WHAT THIS TASK INVOLVES:
Please copy word for word the part of the SQL Server counter notes below that runs from "Preferred Value:  <" up to and including "Missing indexes etc.".

BEGIN EXCERPT PROVIDED

Preferred Value:  < 20
Threshold Value:  20 or more
Notes:
  1. This counter tracks how many times a second that the Lazy Writer process is moving dirty pages from the buffer to disk in order to free up buffer space. Generally speaking, this should not be a high value, say more than 20 per second or so. Ideally, it should be close to zero. If it is zero, this indicates that your SQL Server's buffer cache is plenty big and SQL Server doesn't have to free up dirty pages, instead waiting for this to occur during regular checkpoints. If this value is high, then a need for more memory is indicated
Page life expectancy
It indicates number of seconds a page will stay in the buffer pool without references.
Preferred Value:  Greater than 300
Threshold Value:  300 or less
Notes:
  1. If the value is less it indicates SQL cache is cold, Memory problems, Missing indexes etc.
Page lookups / sec
It measures number of times database attempted to find a page in buffer pool.
Preferred Value:  (Page lookups / sec) / (Batch requests / sec) < 100
Threshold Value:  See Preferred Value
Notes:
  1. It performs a logical read rather than the physical read.
  2. Useful for corroborating and further quantifying buffer cache hit ratio.
  3. Compare page reads / sec with page lookups / sec.
  4. When the value much greater than preferred value then it is an indication that while query plans are looking up data in the buffer pool, these plans are insufficient.  Identify queries with the highest amount of logical I/Os and tune them.
Page reads / sec
It indicates number of physical database page reads issued.
Preferred Value:  Less than 90
Threshold Value:  See preferred value
Notes:
  1. It measures physical I/O and not logical I/O.
  2. High value of this counter might indicates Insufficient database memory, Application improperly accessing database, Improper database table implementation or indexing or memory constraints
Page writes / sec
It indicates number of physical database page writes issued.
Preferred Value:  Less than 80
Threshold Value:  90 or more
Notes:
  1. 80 – 90 per second is normal, anything more we need to check the lazy writer/sec and checkpoint counters, if these counters are also relatively high then, it’s memory constraint.


Databases


Log growths
It indicates total number of log growths for this database.
Preferred Value:  None
Threshold Value:  None
Notes:
  1. If there is lot of activity in this counter we need to allocate static and large enough space for our log files.
Transactions / sec
It indicates the number of transactions started for the database
Preferred Value:  None
Threshold Value:  None
Notes:
  1. It indicates the average utilization of the server


General Statistics


Logins / sec
It indicates total number of logins started per second.

END EXCERPT PROVIDED
BEGIN RECORDS PROVIDED

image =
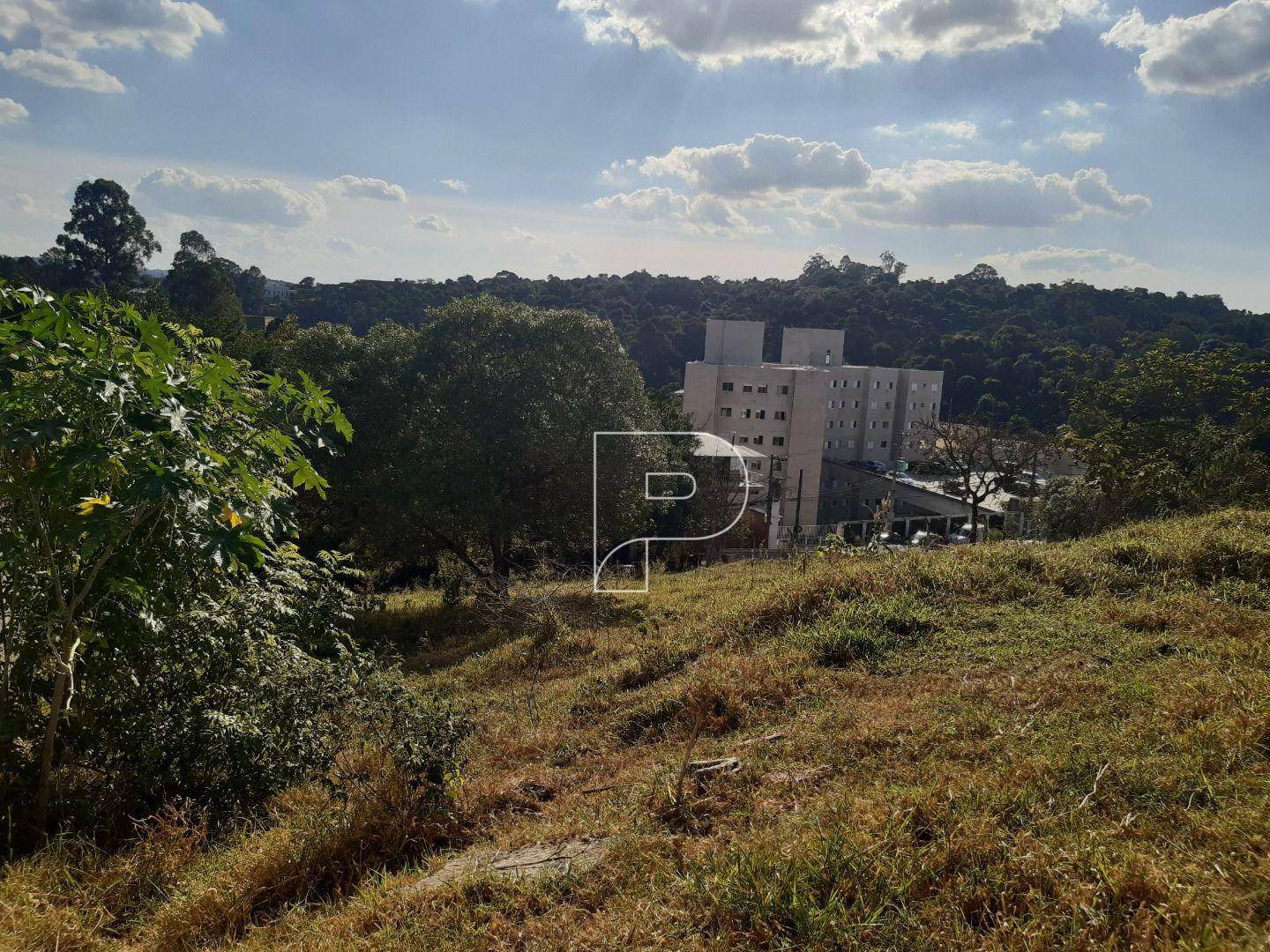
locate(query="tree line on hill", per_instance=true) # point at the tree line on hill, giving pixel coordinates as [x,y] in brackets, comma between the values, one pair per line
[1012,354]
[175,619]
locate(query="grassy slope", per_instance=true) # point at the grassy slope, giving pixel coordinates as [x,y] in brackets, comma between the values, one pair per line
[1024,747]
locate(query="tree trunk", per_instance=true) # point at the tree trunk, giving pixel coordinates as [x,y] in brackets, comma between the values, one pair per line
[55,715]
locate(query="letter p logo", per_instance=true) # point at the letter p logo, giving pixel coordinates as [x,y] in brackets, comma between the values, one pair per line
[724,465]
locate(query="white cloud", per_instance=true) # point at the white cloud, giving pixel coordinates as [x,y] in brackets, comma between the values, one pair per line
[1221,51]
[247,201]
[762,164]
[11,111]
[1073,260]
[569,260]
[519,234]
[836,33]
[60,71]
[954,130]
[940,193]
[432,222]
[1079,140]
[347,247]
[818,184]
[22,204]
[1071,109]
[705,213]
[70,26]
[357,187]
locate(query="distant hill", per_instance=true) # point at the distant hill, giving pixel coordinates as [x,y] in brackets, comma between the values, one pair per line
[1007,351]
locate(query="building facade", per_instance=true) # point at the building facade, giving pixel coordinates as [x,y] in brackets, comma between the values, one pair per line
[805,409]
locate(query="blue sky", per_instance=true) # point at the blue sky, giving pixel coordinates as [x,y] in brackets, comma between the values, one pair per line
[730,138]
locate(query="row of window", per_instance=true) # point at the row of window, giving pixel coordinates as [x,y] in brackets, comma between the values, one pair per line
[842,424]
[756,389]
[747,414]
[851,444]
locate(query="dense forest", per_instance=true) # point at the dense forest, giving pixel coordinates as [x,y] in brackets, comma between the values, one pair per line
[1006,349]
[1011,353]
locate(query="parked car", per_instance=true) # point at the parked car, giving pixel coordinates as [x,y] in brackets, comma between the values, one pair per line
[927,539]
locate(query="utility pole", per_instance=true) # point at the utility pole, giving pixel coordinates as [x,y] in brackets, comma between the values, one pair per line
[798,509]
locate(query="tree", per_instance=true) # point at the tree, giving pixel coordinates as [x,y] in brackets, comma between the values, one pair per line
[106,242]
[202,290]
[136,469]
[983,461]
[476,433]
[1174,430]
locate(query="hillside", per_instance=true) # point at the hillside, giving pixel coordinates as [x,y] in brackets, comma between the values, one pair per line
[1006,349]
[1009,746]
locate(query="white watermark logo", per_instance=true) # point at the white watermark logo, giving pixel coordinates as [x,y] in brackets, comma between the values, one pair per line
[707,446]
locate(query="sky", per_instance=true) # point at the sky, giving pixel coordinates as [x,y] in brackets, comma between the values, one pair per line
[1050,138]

END RECORDS PROVIDED

FINISHED ANSWER:
Preferred Value:  < 20
Threshold Value:  20 or more
Notes:
  1. This counter tracks how many times a second that the Lazy Writer process is moving dirty pages from the buffer to disk in order to free up buffer space. Generally speaking, this should not be a high value, say more than 20 per second or so. Ideally, it should be close to zero. If it is zero, this indicates that your SQL Server's buffer cache is plenty big and SQL Server doesn't have to free up dirty pages, instead waiting for this to occur during regular checkpoints. If this value is high, then a need for more memory is indicated
Page life expectancy
It indicates number of seconds a page will stay in the buffer pool without references.
Preferred Value:  Greater than 300
Threshold Value:  300 or less
Notes:
  1. If the value is less it indicates SQL cache is cold, Memory problems, Missing indexes etc.